Raw data:
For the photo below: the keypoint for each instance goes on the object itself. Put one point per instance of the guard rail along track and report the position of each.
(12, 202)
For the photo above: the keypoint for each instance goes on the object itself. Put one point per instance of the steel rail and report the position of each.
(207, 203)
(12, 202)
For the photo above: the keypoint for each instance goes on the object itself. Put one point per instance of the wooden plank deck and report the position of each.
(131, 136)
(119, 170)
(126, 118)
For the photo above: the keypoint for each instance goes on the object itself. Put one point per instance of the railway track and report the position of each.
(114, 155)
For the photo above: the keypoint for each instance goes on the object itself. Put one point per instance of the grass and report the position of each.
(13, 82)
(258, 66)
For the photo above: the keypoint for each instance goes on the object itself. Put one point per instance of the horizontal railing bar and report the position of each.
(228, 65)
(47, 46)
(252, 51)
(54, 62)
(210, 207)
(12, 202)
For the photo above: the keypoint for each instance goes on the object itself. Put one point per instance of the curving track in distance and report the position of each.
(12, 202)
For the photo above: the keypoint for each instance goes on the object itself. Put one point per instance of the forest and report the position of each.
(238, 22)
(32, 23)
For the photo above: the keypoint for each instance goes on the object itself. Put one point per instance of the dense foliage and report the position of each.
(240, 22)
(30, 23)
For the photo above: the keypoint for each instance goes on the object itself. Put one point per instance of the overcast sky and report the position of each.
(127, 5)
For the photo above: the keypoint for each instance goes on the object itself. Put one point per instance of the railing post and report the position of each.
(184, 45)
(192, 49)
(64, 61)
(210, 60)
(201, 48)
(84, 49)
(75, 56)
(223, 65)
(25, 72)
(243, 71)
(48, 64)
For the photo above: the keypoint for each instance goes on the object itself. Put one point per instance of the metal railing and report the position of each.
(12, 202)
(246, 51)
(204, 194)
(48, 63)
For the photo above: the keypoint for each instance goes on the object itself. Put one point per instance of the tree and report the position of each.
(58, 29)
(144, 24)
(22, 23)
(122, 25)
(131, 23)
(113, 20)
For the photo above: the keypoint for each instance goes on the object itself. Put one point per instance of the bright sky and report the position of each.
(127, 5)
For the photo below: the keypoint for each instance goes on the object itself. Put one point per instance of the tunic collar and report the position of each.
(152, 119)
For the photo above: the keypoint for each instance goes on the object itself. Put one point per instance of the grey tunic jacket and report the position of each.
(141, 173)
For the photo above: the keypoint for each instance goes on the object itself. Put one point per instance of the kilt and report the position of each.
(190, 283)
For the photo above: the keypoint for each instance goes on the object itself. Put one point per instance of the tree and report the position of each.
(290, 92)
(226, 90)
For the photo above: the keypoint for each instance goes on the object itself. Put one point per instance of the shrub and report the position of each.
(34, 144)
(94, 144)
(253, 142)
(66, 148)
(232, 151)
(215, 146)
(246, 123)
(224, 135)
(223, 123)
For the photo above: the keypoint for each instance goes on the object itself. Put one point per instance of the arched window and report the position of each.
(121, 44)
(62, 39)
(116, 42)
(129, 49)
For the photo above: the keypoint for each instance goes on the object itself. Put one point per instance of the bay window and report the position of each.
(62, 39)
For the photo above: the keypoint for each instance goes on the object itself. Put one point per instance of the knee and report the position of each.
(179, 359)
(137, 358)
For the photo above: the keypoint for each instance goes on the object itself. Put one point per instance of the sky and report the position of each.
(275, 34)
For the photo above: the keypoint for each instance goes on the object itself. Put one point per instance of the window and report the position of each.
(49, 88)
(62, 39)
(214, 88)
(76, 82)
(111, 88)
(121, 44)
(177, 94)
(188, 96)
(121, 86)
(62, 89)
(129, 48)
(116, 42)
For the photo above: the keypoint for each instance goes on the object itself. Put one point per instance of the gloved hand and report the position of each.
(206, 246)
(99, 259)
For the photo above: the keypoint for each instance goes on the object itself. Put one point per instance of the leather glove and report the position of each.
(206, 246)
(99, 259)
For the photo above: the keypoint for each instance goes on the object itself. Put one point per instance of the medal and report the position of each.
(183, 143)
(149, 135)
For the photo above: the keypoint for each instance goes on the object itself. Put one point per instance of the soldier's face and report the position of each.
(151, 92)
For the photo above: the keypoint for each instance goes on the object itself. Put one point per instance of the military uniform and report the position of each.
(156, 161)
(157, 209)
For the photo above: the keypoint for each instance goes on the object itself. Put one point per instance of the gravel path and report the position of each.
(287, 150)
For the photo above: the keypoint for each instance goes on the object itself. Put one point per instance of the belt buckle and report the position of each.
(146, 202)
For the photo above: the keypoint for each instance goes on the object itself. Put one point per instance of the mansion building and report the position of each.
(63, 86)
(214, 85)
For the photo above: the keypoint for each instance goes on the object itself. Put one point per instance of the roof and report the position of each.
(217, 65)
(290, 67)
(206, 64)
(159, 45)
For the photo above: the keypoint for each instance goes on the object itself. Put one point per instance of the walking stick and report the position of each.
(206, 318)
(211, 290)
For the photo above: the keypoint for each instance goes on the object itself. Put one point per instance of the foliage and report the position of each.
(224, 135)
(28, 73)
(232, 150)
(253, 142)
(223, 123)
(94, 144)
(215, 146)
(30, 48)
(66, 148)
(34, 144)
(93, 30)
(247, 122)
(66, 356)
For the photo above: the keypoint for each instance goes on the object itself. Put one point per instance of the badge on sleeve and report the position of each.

Task requirements: Line by line, copy the data above.

Result below:
For the photo below: the keypoint for each instance goes on the object itself. Put one point per instance of the guard rail along track and report the position of each.
(12, 202)
For the photo above: the keypoint for each instance goes on the object itself. Put one point per instance of the steel rail and report the position of each.
(207, 203)
(12, 202)
For the photo above: the keypoint for each instance goes on the object itself. Put one point per instance of the wooden plank deck and report the position of each.
(131, 136)
(119, 170)
(126, 118)
For the photo above: the keypoint for each instance goes on the object itself. Put one point per instance of the railway track and report the position of each.
(114, 155)
For the photo above: the keypoint for each instance goes on the object itself. Put one point per instance of the grass and report the position of each.
(13, 82)
(258, 66)
For the photo above: the keypoint for each instance goes on the object itself. Put one point per instance of the horizontal railing bar and report the position of each.
(228, 65)
(47, 46)
(252, 51)
(54, 62)
(210, 207)
(12, 202)
For the photo above: the keypoint for each instance goes on the object itself. Put one point per instance of the curving track in distance and report the position of each.
(12, 202)
For the photo above: the keypoint for each instance goes on the object itself. Put one point per instance of the forest and report the position of each.
(238, 22)
(32, 23)
For the photo above: the keypoint for each instance goes on the object itself. Put one point per instance of the dense foliage and report the position of each.
(240, 22)
(30, 23)
For the photo above: the keypoint for each instance goes on the object itself. Put one point per instance of the overcast sky and report the position of each.
(127, 5)
For the photo above: the keypoint for each instance goes on the object itself. Put one point per instance of the railing post and report the position of each.
(184, 45)
(192, 49)
(64, 61)
(210, 60)
(201, 48)
(84, 49)
(75, 56)
(223, 65)
(25, 72)
(243, 71)
(48, 64)
For the photo above: the keypoint for each instance goes on the object itself. Put one point per instance of the metal railing and report the position of each.
(12, 202)
(246, 51)
(204, 194)
(48, 63)
For the photo above: the keypoint for each instance goes on the object itself. Put one point per instance of the tree and report the position of each.
(58, 29)
(144, 24)
(22, 23)
(122, 25)
(131, 23)
(113, 20)
For the photo above: the keypoint for each instance goes on the object itself. Put one point per instance of the bright sky and report the position of each.
(127, 5)
For the photo below: the keypoint for each instance goes on the object itself. Put one point per instance of the tunic collar and report the position of each.
(152, 119)
For the photo above: the keypoint for each instance goes on the object itself. Put one point per instance of the grey tunic jacket and report the position of each.
(141, 173)
For the photo above: the keypoint for each instance goes on the object itself. Put one point per instance of the kilt and report the position of each.
(190, 283)
For the photo above: the keypoint for each instance goes on the object itself. Put one point per instance of the tree and report the position of each.
(290, 92)
(226, 90)
For the photo above: the keypoint for each instance goes on the object itself. Put one point per instance of the shrub and report the position of each.
(34, 144)
(94, 144)
(253, 142)
(66, 148)
(232, 151)
(215, 146)
(246, 123)
(224, 135)
(223, 123)
For the photo above: the keypoint for each instance goes on the object itself. Put one point per instance of the arched window and report the position of each.
(121, 44)
(62, 39)
(116, 42)
(129, 49)
For the photo above: the keypoint for each instance goes on the object itself. Put one point per instance of the bay window and report the position of each.
(62, 39)
For the photo above: the keypoint for each instance goes on the object itself. Put one point per instance of the knee and report the position of each.
(179, 359)
(137, 358)
For the photo above: the keypoint for each instance goes on the object itself. Put one point per instance of the sky and report the position of each.
(275, 34)
For the photo above: the keypoint for each instance goes on the object itself. Put one point per instance of the window and report the position of each.
(49, 88)
(62, 39)
(214, 88)
(76, 82)
(111, 88)
(121, 44)
(177, 94)
(188, 96)
(121, 86)
(62, 89)
(129, 48)
(116, 42)
For the photo above: the keypoint for each instance goes on the object itself. Put one point per instance of the gloved hand and report the position of each.
(206, 246)
(99, 259)
For the photo above: the keypoint for each instance goes on the object itself. Put one point per instance of the leather glove and report the position of each.
(206, 246)
(99, 259)
For the photo above: the keypoint for each instance goes on the object itself. Put one point per instance of the medal and report the position of each.
(183, 143)
(149, 135)
For the photo above: the keypoint for each instance goes on the object itself. Put one point per instance of the soldier's face and report the position of each.
(151, 92)
For the photo above: the keypoint for each instance goes on the object itself. Put one point per instance of the military uniform and report the position of each.
(156, 161)
(157, 209)
For the photo above: the keypoint for each instance goes on the object itself. Put one point per instance of the gravel path and report the position of each.
(287, 150)
For the photo above: the keypoint for each instance goes on the object itself. Put one point per instance of the belt buckle and report the position of each.
(146, 202)
For the photo above: the keypoint for each instance goes on the object itself. Put one point per instance of the mansion building and report the position of each.
(63, 86)
(214, 85)
For the photo above: the keypoint for each instance goes on the object itself. Put one point per instance of the roof and report the position of each.
(217, 65)
(290, 67)
(206, 64)
(159, 45)
For the photo above: the keypoint for each instance goes on the object itself. Put one point per instance of the walking stick and report the position of each.
(206, 318)
(211, 290)
For the photo above: the keypoint for each instance goes on the object itself. Put one point per instance of the foliage and report the position of each.
(224, 135)
(28, 73)
(232, 150)
(253, 142)
(223, 123)
(94, 144)
(215, 146)
(30, 48)
(66, 148)
(34, 144)
(93, 30)
(247, 122)
(66, 356)
For the photo above: the keypoint for each instance goes on the object itself. Put one point per instance of the badge on sleeve and report the position of each.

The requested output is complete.